(Image point grounding data)
= = = = =
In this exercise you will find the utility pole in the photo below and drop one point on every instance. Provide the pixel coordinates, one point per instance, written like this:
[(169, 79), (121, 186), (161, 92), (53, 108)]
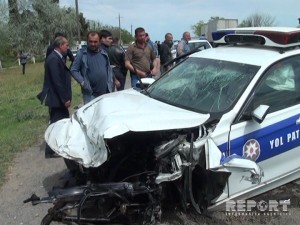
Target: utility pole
[(78, 22), (120, 40)]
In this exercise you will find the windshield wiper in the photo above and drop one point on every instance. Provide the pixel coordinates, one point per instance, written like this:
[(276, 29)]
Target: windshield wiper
[(182, 56)]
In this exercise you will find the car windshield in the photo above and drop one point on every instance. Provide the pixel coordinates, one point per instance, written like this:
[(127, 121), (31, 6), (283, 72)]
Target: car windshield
[(203, 85), (199, 45)]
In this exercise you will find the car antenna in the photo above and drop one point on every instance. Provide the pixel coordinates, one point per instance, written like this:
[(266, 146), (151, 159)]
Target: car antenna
[(138, 76)]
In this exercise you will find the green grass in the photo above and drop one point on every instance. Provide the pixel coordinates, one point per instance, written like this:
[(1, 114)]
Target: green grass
[(23, 119)]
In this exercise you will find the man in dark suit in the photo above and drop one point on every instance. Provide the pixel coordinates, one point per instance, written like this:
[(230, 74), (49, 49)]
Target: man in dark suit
[(56, 93)]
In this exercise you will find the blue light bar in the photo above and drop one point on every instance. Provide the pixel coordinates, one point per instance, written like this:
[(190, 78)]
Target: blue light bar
[(217, 35)]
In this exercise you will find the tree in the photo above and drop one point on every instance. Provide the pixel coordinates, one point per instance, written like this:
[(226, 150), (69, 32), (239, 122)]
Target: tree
[(13, 11), (40, 19), (197, 28), (258, 20)]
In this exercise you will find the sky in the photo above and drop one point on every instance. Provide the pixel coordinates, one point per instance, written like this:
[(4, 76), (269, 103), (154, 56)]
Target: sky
[(177, 16)]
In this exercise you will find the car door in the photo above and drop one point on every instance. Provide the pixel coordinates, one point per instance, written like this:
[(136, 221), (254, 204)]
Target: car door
[(274, 143)]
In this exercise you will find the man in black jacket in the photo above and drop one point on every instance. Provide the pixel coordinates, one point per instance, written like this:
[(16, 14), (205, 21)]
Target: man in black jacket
[(117, 61), (65, 55), (56, 93), (165, 53)]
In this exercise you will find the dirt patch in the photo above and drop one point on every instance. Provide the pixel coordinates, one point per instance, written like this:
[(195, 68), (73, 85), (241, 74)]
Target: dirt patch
[(32, 173)]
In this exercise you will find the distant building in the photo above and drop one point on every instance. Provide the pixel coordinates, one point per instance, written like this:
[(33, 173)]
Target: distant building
[(217, 24)]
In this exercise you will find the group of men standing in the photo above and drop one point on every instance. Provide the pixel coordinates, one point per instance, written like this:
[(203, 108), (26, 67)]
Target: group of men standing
[(99, 69)]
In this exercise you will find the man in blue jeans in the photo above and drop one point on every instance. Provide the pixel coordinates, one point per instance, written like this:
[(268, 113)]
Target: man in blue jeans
[(141, 60)]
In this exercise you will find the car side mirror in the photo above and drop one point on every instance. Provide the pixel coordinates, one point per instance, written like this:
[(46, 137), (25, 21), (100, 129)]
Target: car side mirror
[(259, 113)]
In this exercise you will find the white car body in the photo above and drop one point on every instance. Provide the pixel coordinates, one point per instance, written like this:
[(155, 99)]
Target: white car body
[(258, 156)]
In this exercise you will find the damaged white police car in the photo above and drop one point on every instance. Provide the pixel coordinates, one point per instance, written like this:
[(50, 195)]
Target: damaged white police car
[(223, 124)]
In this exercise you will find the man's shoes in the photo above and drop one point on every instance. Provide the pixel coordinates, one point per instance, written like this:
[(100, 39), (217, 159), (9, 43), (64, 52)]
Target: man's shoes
[(51, 155)]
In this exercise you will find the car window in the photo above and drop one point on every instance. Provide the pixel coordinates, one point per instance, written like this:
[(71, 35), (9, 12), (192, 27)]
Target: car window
[(280, 87), (203, 85)]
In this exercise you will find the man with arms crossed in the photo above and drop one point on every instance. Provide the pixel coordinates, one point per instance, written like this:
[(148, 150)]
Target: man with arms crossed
[(141, 60)]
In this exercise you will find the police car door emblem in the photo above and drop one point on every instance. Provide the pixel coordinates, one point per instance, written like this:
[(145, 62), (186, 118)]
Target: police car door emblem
[(251, 150)]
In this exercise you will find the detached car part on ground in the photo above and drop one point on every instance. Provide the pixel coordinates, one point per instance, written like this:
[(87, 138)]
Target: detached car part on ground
[(221, 125)]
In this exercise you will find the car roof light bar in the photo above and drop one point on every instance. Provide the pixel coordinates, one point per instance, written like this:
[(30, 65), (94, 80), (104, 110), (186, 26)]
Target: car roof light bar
[(274, 36)]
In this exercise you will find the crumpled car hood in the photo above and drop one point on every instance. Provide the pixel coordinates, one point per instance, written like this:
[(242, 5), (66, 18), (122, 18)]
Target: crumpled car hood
[(81, 137)]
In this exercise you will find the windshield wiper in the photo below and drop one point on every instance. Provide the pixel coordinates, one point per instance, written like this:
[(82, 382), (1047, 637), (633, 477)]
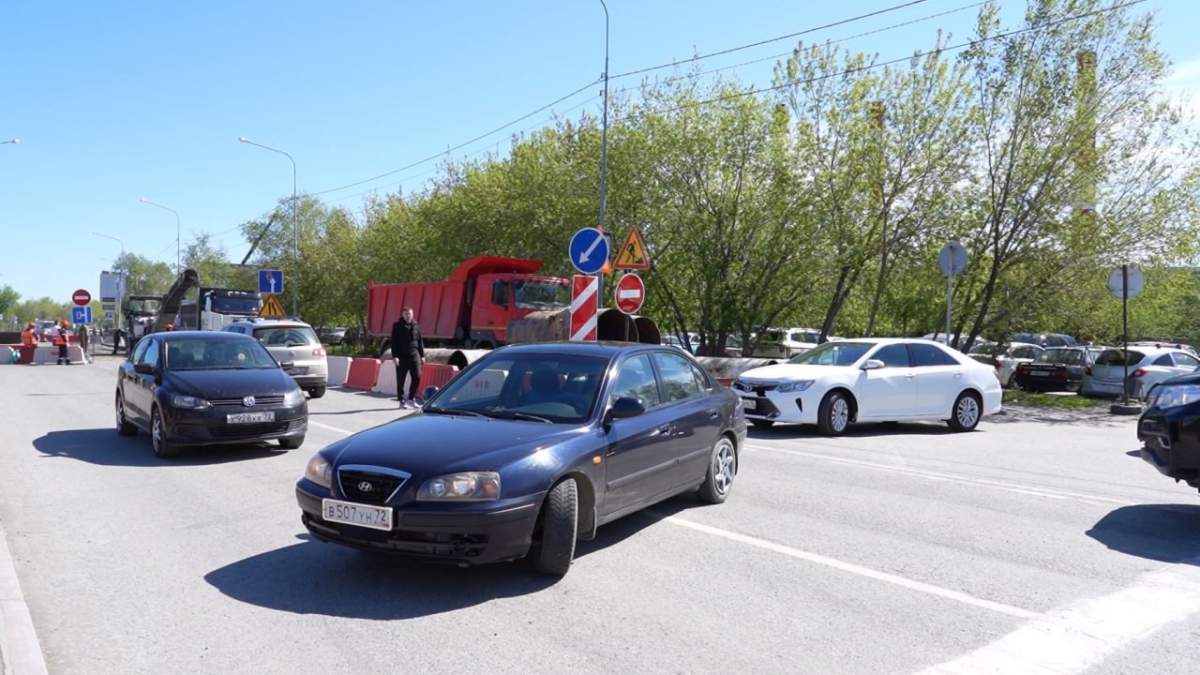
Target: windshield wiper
[(453, 411)]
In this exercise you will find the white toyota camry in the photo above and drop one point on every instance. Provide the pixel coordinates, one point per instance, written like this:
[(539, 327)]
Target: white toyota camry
[(871, 380)]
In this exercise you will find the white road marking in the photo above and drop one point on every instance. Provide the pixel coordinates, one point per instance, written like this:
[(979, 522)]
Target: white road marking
[(1069, 640), (1054, 494), (857, 569)]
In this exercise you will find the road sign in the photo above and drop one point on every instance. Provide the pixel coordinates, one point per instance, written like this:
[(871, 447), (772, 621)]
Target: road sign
[(270, 281), (588, 250), (630, 293), (1117, 285), (953, 258), (585, 296), (633, 254), (271, 306)]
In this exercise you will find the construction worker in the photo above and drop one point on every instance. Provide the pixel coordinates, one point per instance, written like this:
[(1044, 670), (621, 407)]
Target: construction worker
[(60, 339)]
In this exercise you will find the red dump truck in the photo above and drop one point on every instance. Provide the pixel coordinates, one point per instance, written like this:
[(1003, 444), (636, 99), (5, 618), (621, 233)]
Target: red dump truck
[(474, 308)]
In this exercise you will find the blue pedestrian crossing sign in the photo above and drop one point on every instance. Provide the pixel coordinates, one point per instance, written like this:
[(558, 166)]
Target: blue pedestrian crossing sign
[(589, 250), (270, 281)]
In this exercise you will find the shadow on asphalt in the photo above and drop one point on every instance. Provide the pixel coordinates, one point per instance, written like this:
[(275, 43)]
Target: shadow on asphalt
[(106, 447), (1161, 532), (333, 580)]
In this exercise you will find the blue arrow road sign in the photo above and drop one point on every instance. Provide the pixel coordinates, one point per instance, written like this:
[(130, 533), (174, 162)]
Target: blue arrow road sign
[(589, 250), (270, 281)]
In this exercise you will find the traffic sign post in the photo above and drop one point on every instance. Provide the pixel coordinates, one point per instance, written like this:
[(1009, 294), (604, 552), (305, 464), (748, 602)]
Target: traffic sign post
[(585, 296), (588, 250), (630, 293), (952, 261), (270, 281)]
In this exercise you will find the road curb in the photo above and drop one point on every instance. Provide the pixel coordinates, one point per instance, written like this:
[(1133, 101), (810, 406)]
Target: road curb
[(19, 650)]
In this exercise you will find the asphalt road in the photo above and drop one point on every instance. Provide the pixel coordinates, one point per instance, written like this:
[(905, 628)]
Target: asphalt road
[(1036, 544)]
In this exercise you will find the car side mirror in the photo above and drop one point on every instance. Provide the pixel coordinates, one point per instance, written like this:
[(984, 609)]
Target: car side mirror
[(624, 407)]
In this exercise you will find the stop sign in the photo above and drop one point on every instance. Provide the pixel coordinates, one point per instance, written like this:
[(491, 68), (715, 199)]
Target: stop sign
[(630, 293)]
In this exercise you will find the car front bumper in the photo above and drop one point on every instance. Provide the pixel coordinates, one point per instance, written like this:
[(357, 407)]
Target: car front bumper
[(1171, 442), (460, 537)]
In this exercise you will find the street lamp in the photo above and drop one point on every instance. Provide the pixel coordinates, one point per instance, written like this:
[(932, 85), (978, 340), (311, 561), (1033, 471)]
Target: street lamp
[(179, 268), (295, 227), (120, 293)]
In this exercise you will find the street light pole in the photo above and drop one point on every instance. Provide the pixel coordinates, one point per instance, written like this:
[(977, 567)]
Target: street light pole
[(179, 268), (295, 226), (120, 293)]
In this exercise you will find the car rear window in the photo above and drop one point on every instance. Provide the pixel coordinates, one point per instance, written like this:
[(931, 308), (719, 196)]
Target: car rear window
[(1113, 357), (282, 335)]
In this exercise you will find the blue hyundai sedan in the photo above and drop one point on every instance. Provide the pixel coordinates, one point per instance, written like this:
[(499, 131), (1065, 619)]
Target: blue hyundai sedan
[(529, 449)]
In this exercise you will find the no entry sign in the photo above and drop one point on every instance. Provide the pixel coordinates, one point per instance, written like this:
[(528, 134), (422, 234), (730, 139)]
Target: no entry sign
[(630, 293)]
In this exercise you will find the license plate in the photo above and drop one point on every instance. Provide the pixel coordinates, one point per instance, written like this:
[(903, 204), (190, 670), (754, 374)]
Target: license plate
[(364, 515), (250, 417)]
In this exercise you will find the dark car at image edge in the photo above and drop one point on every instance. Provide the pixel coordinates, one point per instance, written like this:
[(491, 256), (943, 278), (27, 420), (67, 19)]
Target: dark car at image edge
[(526, 452)]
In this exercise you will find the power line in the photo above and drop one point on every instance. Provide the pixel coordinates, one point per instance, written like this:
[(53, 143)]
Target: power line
[(431, 157), (893, 61), (761, 42)]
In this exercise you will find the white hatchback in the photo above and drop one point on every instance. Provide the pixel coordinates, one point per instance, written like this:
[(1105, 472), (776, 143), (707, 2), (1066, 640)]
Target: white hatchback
[(871, 380)]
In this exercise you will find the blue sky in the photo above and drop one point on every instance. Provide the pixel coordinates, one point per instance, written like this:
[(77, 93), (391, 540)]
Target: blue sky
[(119, 100)]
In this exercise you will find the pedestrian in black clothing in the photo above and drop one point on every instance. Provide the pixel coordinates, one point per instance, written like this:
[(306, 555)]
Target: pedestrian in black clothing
[(408, 353)]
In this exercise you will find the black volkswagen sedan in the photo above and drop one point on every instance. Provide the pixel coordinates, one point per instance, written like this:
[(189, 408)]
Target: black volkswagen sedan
[(204, 388), (1170, 429), (527, 451)]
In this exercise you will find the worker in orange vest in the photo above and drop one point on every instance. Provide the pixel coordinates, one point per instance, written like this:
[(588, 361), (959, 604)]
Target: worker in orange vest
[(28, 338), (60, 339)]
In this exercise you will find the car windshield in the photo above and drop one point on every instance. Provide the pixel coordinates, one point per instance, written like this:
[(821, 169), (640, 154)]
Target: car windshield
[(540, 294), (533, 387), (843, 352), (286, 335), (1066, 357), (216, 354)]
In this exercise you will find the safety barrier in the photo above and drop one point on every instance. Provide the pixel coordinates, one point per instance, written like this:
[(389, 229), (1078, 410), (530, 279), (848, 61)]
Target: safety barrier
[(339, 370), (363, 375)]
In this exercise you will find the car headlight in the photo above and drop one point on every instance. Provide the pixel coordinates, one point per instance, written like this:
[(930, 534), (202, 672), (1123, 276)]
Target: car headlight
[(319, 471), (466, 487), (1176, 396), (181, 401)]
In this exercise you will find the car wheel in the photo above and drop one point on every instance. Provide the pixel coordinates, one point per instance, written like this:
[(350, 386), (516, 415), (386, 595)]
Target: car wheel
[(162, 448), (723, 467), (965, 416), (559, 529), (124, 426), (292, 443), (833, 416)]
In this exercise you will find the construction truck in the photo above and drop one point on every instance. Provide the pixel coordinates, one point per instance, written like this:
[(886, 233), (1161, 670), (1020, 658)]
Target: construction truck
[(216, 308), (490, 302)]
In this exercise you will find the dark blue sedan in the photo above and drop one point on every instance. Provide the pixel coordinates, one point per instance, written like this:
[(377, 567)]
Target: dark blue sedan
[(527, 451)]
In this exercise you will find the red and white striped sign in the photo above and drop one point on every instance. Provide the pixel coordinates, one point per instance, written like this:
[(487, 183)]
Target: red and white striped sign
[(585, 300)]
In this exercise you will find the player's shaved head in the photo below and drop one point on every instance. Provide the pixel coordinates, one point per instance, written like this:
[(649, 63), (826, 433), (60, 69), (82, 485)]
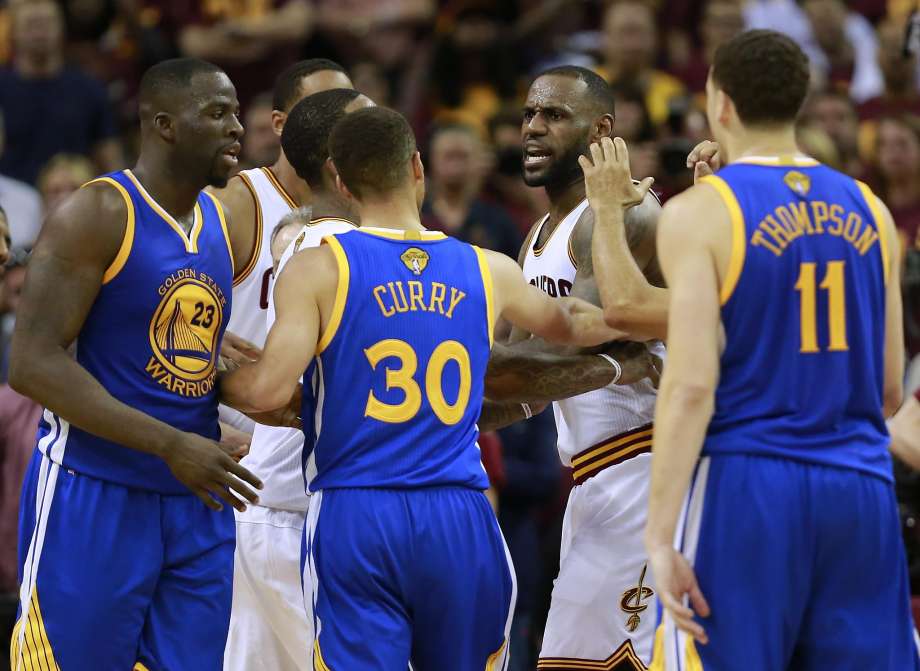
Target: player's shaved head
[(372, 149), (289, 85), (596, 91), (305, 138), (165, 83)]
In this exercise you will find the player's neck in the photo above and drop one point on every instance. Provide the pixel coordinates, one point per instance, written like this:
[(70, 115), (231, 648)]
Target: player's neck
[(295, 186), (172, 190), (400, 214), (564, 199), (762, 142)]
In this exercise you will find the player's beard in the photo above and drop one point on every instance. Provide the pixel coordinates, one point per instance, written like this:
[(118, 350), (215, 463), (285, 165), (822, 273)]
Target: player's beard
[(563, 171)]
= = = = =
* What to work on *
Show every line from the entries above in which the word "below" appears.

* Response *
In this exercise you will find the utility pole in the photo below and drop one point on every instance. Provide the pixel coordinates, one point per instance, written like this:
In this exercise you will find the windshield wiper in the photo below and drop one point on every instance. Provide the pixel coordinates, one point per instance, written like this:
In this exercise you will find the player's shaved head in the photo below and drop one point on every instance. Provide the pixel coordinates, one point per instance, written like this:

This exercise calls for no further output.